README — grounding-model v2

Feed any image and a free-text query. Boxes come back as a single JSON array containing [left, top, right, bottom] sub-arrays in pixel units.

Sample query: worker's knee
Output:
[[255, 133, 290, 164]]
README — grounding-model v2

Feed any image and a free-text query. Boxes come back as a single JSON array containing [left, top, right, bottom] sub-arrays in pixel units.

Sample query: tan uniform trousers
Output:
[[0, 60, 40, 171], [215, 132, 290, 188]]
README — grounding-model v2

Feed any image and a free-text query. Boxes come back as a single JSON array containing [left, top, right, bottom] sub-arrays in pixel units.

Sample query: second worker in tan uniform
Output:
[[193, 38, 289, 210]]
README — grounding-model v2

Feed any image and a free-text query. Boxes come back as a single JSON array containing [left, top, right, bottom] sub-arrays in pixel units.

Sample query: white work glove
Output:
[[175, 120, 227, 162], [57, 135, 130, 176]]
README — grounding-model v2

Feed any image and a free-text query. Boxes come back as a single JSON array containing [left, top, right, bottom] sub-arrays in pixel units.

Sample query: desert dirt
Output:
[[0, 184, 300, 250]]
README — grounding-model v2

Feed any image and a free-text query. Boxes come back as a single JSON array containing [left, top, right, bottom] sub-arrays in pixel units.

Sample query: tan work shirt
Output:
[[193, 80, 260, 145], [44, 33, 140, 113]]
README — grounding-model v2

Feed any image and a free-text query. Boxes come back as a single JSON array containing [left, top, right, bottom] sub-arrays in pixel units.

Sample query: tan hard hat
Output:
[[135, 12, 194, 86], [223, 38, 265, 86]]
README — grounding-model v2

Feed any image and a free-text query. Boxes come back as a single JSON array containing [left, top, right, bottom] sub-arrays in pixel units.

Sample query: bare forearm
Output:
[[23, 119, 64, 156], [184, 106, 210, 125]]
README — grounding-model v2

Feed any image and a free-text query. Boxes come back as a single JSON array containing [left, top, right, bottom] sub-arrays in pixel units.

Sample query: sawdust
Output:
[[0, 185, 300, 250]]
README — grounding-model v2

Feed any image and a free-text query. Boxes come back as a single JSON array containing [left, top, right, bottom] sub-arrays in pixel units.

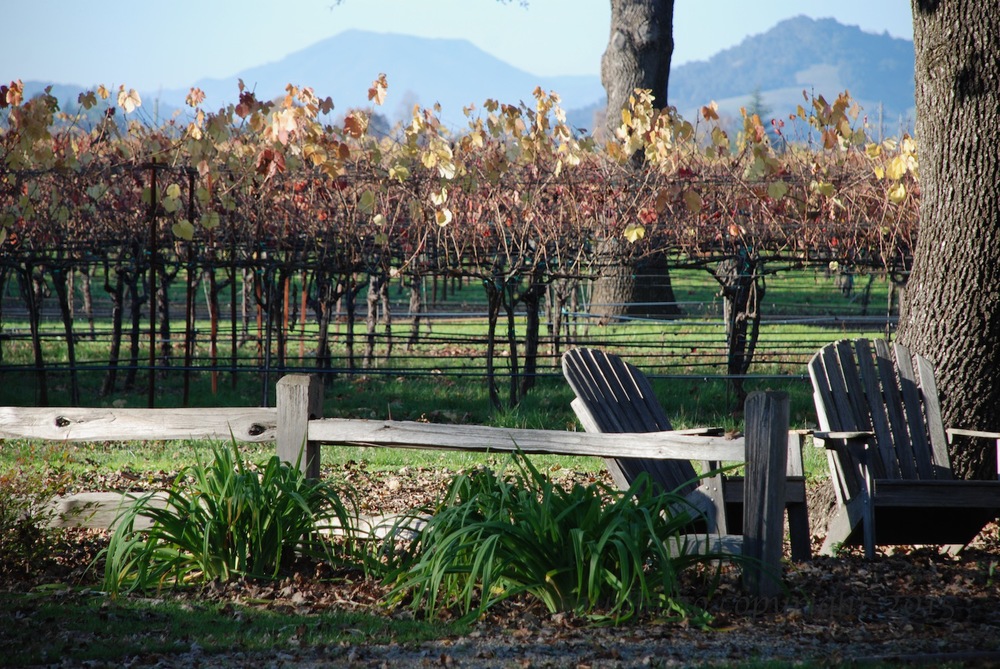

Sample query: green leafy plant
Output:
[[0, 447, 69, 577], [99, 443, 356, 594], [380, 454, 720, 622]]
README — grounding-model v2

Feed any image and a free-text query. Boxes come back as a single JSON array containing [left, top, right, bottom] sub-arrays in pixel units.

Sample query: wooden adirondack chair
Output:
[[562, 348, 811, 560], [809, 339, 1000, 557]]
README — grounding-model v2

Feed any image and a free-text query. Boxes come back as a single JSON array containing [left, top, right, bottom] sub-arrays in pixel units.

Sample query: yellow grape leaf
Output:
[[682, 190, 701, 214], [118, 86, 142, 114], [184, 88, 205, 107], [77, 91, 97, 109], [171, 218, 194, 241], [809, 181, 837, 197], [368, 74, 389, 105], [767, 181, 788, 200], [358, 190, 375, 214], [201, 211, 219, 230], [885, 156, 907, 181], [889, 183, 906, 204], [87, 184, 108, 201], [438, 160, 458, 180], [389, 165, 410, 183], [434, 208, 451, 227], [163, 197, 181, 214], [625, 223, 646, 244], [712, 127, 729, 146], [344, 114, 368, 139]]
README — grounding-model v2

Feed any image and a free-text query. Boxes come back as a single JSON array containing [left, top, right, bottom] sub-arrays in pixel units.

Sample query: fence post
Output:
[[275, 374, 323, 478], [743, 390, 789, 597]]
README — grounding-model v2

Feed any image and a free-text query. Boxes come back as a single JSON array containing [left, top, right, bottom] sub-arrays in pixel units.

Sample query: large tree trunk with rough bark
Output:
[[591, 0, 679, 323], [590, 239, 681, 325], [900, 0, 1000, 478], [601, 0, 674, 140]]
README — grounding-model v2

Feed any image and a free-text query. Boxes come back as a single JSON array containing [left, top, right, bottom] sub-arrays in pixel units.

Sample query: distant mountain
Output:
[[668, 16, 915, 134], [160, 30, 604, 125], [25, 16, 915, 135]]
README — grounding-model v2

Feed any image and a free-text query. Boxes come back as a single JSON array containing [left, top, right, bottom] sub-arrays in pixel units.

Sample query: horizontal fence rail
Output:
[[0, 375, 788, 596]]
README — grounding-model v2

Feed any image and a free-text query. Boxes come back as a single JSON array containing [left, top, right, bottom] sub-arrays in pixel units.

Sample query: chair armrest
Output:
[[674, 427, 726, 437], [813, 432, 875, 448], [945, 427, 1000, 442], [945, 427, 1000, 479]]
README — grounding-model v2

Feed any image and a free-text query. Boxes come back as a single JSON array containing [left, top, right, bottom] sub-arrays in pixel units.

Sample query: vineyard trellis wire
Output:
[[0, 81, 918, 407]]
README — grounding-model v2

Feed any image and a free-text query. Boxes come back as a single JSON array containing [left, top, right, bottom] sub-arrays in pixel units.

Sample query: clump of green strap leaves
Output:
[[378, 454, 722, 622], [99, 443, 363, 595], [102, 444, 726, 622]]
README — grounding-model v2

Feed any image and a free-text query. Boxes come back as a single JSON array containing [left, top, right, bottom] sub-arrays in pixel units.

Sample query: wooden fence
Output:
[[0, 374, 788, 596]]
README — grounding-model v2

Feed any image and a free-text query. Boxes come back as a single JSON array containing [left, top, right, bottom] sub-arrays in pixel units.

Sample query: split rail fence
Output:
[[0, 374, 789, 597]]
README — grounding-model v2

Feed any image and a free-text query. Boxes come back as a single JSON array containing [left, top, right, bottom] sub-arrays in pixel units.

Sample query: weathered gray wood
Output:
[[0, 407, 277, 442], [743, 391, 789, 597], [785, 430, 812, 561], [309, 418, 744, 462], [275, 374, 323, 478], [875, 479, 1000, 509], [916, 355, 954, 480], [562, 348, 697, 494], [810, 339, 1000, 557], [47, 492, 167, 530], [845, 339, 901, 478], [874, 339, 917, 479], [893, 343, 934, 480]]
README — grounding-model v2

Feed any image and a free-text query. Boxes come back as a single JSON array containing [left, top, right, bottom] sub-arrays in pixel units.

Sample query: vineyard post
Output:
[[148, 158, 157, 409]]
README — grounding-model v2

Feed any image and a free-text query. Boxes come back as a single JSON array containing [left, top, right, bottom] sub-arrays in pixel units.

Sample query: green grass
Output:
[[0, 590, 468, 667]]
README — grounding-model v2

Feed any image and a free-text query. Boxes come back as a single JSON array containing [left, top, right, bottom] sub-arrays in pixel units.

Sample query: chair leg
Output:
[[785, 503, 812, 562]]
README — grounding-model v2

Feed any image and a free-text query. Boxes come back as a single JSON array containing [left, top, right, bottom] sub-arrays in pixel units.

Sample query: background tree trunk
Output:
[[899, 0, 1000, 478], [590, 239, 681, 325], [601, 0, 674, 140], [591, 0, 680, 323]]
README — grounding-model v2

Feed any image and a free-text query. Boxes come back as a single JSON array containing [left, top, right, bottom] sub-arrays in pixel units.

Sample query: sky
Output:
[[0, 0, 912, 90]]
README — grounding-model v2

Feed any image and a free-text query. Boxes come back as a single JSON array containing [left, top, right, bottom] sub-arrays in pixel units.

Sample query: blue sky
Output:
[[0, 0, 912, 90]]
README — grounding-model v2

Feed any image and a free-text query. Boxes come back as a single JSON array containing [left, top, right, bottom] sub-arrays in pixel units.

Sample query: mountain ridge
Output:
[[19, 16, 914, 134]]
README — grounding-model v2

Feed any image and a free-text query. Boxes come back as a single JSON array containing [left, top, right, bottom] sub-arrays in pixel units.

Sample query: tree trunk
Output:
[[591, 0, 679, 323], [601, 0, 674, 140], [899, 0, 1000, 478], [590, 239, 681, 325]]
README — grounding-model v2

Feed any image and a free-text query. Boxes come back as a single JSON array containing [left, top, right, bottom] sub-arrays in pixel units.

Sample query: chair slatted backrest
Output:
[[809, 339, 952, 498], [562, 348, 697, 493]]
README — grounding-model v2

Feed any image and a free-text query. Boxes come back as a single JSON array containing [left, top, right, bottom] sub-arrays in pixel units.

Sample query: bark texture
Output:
[[601, 0, 674, 139], [591, 0, 680, 323], [899, 0, 1000, 478]]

◆ Task description ◆
Give every line of the records, from the first line through the line containing "[[0, 184, 300, 250]]" inclusive, as a numbered list, omitting blank lines.

◆ Result for this task ◆
1. README — grounding-model v2
2. Feed any image and a free-text query. Boxes come back as a single JSON array containing [left, top, right, bottom] sub-arrays in pixel units.
3. Sample query: worker's knee
4. Output:
5. [[255, 133, 290, 164]]
6. README — grounding-model v2
7. Feed any image and a free-text query. Boxes come back as a single JSON array containing [left, top, right, bottom] sub-arrays in pixel units.
8. Sample query: tan uniform trousers
9. Output:
10. [[0, 60, 40, 171], [215, 132, 290, 188]]
11. README — grounding-model v2
12. Feed any image and a free-text query. Boxes come back as a single JSON array containing [left, top, right, bottom] sub-arrays in pixel units.
13. Sample query: second worker in tan uniform
14. Output:
15. [[193, 38, 289, 210]]
16. README — grounding-model v2
17. Feed any image and a free-text query. Boxes come back as a single JSON array containing [left, top, right, bottom] sub-arrays in pixel units.
18. Sample query: white work glove
19. Output:
20. [[175, 120, 227, 162], [57, 135, 130, 176]]
21. README — grounding-model v2
22. Feed any image and a free-text query. Boxes come back as a single JSON array containing [left, top, right, bottom] sub-arrays in pixel units.
23. Sample query: desert dirt
24. Output:
25. [[0, 184, 300, 250]]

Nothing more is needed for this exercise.